*** PAGE EXCERPT ***

Generally Eschewing Parens

On the far other side of the spectrum lies “Seattle.rb style”. Josh Susser originally coined the term “Seatttle style” to mean “not using parens in method definitions”, but Ryan Davis and Seattle.rb have taken it and run with it to mean “never use parentheses unless the compiler requires it”.

I spent a couple weeks experimenting with this style. It definitely had an effect on my code. I never did get to where I like omitting parens from method definitions, and maybe I am subject to my own argument above about embracing the tradeoff. One thing I did find, however, was that trying to avoid parens everywhere else had a profoundly rewarding effect on how I felt about my code. The original argument from Matz about making parens optional was that parens are often just noise, and getting rid of this noise is important.

Parens and Readability

When I talked about this with the rest of the Ruby Rogues, I quickly found myself in a 3-against-1 battle (Katrina wasn’t available). Josh made the argument that omitting parens decreases readability. You have to read this entire line of code to know when the first method call is actually done:

puts array.delete hash.fetch :foo

And I have to agree. That line of code is horrible.

But… it’s not the lack of parens that make it horrible. That line of code is horrible all by itself. I don’t think this is really any better:

puts array.delete(hash.fetch(:foo))

(Another strong convention in Ruby is to never use parens with calls to puts; otherwise another layer of parens could be added, but they would be gratuitous.)

Now, some programmers will find that line of code more readable. My point is that this is a problem. The line looks a bit more comforting, but you still actually have to read the whole line to know what’s happening. This line is doing two manipulations on unrelated primitives followed by a side effect call to puts. This line desperately needs some intention-revealing variable, methods, and selectors.

***

EXERCISE TASKS =
1. From the excerpt on Ruby parentheses style, output the passage starting with "When I talked" and going on through "puts array.delete(hash.fetch(:foo))".
2. Go on with the piece on omitting parentheses in Ruby, picking up after its last sentence.

*** RECORDS SUPPLIED ***

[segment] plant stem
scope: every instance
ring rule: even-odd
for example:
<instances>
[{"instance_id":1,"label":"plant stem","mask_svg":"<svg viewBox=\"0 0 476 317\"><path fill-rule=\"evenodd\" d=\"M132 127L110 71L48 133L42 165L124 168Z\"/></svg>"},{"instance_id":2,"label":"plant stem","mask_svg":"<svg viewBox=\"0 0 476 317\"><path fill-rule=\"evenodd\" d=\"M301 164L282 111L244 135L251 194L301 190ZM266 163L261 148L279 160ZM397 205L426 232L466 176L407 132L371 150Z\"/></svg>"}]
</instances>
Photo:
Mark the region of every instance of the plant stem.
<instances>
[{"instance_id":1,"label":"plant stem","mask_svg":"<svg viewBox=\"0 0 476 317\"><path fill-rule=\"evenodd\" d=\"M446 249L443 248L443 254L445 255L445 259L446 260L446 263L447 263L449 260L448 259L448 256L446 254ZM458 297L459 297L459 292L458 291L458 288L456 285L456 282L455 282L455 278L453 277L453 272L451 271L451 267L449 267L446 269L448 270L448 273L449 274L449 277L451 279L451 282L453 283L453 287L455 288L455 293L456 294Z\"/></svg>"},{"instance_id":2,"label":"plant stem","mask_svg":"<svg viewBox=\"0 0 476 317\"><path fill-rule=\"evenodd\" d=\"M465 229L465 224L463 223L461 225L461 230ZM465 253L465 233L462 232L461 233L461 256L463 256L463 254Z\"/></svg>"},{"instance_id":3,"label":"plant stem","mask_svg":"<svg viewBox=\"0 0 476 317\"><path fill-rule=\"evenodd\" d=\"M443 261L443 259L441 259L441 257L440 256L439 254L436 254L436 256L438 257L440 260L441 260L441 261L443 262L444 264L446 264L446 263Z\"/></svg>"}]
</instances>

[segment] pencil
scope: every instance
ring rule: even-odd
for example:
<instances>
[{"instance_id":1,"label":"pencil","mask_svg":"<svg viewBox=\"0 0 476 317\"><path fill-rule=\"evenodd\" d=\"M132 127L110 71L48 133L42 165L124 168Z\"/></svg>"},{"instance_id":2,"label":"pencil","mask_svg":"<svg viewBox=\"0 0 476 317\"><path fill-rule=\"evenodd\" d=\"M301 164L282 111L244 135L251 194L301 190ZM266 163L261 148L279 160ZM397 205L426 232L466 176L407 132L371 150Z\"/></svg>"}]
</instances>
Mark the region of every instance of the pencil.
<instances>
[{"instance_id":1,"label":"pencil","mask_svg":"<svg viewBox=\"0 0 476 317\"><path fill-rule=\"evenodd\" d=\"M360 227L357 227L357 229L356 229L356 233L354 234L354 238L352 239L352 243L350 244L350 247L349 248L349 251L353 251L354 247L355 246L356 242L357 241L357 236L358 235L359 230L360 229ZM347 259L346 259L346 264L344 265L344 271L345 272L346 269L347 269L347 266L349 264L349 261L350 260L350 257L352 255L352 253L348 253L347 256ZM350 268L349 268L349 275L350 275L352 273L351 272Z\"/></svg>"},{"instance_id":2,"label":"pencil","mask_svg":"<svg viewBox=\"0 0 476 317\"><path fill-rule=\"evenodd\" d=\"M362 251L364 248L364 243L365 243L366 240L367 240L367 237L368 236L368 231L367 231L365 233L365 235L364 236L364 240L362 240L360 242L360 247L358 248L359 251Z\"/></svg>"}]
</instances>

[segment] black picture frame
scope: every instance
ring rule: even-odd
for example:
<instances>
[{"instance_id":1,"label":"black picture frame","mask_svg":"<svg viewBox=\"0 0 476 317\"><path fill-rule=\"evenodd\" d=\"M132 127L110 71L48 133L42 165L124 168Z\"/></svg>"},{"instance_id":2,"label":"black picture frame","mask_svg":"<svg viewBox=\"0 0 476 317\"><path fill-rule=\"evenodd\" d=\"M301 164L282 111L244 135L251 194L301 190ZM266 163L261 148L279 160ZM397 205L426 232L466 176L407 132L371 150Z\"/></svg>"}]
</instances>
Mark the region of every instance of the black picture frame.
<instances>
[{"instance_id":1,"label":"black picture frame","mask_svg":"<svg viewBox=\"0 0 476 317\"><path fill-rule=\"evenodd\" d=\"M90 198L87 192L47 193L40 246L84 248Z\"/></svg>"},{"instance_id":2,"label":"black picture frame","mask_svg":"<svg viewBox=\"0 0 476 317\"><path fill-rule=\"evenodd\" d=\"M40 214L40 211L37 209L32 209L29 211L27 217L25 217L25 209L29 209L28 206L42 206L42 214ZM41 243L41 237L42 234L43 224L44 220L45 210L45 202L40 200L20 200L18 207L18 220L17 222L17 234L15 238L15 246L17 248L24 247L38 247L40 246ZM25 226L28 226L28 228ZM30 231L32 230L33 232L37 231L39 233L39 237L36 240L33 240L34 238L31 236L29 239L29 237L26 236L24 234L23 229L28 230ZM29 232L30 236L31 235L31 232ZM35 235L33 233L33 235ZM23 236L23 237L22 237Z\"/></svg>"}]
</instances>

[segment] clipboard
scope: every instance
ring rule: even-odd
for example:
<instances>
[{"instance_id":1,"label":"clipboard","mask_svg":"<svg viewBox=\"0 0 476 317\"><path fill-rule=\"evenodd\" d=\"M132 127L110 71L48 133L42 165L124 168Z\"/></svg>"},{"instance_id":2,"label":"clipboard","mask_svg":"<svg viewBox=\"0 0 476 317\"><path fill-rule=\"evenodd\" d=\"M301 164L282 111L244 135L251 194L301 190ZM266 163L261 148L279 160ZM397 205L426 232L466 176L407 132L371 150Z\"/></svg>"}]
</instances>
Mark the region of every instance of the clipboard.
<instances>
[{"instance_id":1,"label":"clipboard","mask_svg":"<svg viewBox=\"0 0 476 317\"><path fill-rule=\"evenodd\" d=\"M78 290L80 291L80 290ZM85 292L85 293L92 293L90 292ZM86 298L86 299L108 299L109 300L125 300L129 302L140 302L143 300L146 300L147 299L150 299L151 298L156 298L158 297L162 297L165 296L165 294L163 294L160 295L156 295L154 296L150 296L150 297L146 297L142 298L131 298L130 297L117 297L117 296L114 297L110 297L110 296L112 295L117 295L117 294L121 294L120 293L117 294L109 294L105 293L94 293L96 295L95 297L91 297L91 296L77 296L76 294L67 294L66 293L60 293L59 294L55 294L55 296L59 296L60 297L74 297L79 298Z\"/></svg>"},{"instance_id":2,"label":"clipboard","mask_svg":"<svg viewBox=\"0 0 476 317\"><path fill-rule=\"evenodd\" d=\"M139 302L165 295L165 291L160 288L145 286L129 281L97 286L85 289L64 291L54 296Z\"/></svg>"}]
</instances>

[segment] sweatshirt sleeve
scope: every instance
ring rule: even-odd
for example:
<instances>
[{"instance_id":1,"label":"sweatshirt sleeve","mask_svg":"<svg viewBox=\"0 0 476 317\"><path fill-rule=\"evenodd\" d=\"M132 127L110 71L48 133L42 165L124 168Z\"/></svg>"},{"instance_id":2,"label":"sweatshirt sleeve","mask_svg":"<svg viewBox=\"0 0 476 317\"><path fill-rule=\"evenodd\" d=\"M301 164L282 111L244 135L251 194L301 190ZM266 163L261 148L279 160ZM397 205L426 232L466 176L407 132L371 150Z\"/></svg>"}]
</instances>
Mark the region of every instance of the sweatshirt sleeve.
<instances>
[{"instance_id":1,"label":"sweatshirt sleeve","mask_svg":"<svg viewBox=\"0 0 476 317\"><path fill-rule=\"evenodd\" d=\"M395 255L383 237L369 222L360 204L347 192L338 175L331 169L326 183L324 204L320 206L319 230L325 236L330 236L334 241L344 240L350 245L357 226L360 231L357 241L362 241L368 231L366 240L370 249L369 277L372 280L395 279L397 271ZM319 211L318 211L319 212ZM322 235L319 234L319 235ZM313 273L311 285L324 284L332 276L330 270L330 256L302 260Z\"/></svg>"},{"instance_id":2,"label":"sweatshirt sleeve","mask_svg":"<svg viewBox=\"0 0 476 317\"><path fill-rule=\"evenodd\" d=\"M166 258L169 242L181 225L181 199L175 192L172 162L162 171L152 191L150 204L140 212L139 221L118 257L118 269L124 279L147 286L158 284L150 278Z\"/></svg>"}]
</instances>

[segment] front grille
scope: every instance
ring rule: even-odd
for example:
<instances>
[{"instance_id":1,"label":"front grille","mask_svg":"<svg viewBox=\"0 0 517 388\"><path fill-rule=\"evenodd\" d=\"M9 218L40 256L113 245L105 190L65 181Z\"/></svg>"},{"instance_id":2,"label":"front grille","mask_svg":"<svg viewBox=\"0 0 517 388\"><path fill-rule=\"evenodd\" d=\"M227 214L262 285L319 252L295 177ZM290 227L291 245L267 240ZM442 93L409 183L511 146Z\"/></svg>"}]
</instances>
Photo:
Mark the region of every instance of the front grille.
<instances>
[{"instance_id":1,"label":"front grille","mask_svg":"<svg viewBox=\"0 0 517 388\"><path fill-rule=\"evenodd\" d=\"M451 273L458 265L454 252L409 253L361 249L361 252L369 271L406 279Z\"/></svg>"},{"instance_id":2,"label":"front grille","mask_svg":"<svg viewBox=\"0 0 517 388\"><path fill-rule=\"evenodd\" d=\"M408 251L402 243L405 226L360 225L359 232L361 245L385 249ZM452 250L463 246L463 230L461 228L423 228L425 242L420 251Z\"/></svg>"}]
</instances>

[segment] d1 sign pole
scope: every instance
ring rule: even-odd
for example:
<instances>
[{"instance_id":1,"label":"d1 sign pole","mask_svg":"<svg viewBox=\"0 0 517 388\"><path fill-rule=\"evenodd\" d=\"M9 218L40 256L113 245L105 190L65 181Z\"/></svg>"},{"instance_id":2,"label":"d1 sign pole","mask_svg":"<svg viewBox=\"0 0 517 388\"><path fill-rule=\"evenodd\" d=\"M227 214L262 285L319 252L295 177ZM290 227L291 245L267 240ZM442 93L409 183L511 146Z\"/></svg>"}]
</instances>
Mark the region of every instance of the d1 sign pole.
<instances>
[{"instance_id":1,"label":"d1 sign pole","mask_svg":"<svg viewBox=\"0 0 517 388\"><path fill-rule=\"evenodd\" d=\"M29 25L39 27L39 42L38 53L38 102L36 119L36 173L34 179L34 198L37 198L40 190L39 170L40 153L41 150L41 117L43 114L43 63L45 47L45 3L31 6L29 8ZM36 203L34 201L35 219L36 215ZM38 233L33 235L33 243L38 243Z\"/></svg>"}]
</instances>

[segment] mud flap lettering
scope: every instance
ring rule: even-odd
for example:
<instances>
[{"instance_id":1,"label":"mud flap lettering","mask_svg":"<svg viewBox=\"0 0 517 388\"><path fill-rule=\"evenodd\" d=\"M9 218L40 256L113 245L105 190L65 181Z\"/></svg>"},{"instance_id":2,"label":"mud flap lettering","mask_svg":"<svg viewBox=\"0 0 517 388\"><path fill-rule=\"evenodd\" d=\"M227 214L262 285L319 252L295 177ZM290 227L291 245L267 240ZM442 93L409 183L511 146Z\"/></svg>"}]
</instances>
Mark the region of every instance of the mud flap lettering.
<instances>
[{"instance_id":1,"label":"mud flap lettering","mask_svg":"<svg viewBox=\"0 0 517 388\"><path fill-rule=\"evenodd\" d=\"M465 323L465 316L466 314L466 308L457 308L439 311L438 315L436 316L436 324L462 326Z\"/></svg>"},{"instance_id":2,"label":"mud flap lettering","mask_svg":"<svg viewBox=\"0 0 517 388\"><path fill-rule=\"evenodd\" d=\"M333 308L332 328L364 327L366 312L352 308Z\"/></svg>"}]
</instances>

***

TASK-BY-TASK RESULTS =
1.
When I talked about this with the rest of the Ruby Rogues, I quickly found myself in a 3-against-1 battle (Katrina wasn’t available). Josh made the argument that omitting parens decreases readability. You have to read this entire line of code to know when the first method call is actually done:

puts array.delete hash.fetch :foo

And I have to agree. That line of code is horrible.

But… it’s not the lack of parens that make it horrible. That line of code is horrible all by itself. I don’t think this is really any better:

puts array.delete(hash.fetch(:foo))

2.
I see code like this all the time in parenful code. It sort of gets a pass with the parens stuck on. We say “yeah, this could be refactored, but it’s readable enough for now.”

But scroll back up to the version without parens. That line is unforgiveable. It has to go.

How valuable is that? I’m asking; I feel like it’s a lot, but I had to spend a few weeks learning to read a whole new style before I got that value. So I don’t know the answer. I don’t if it’s worth it. What I do know is that by eschewing parens, I never ever write lines like the above. The code just won’t let me. It bugs me, and I refactor it, and then my code feels better to look at, and the whole program becomes much more readable. That’s immensely valuable to me. But I don’t know how to communicate that it’s worth the trouble–or even if it’s worth it at the end of the day.

Readability For Other Developers

Another good question is if one developer hasn’t learned this style, and another one has, should parens be the default to maximize readability? I grind my teeth whenever people start making “lowest common denominator” arguments because it’s really hard sometimes to see the line between “this is overcomplicated” and “let’s do something more stupid because it’s easier”.

So part of the experiment this week has been paying attention to how my coworkers react to my code. It’s hardly been a scientifically rigorous study, but given a sample size of one week and two code reviews, I have one data point. It comes from a coworker who strongly favors parentheses, but has been tolerant of my style. His exact words were:

“Your code is a pleasure to read.”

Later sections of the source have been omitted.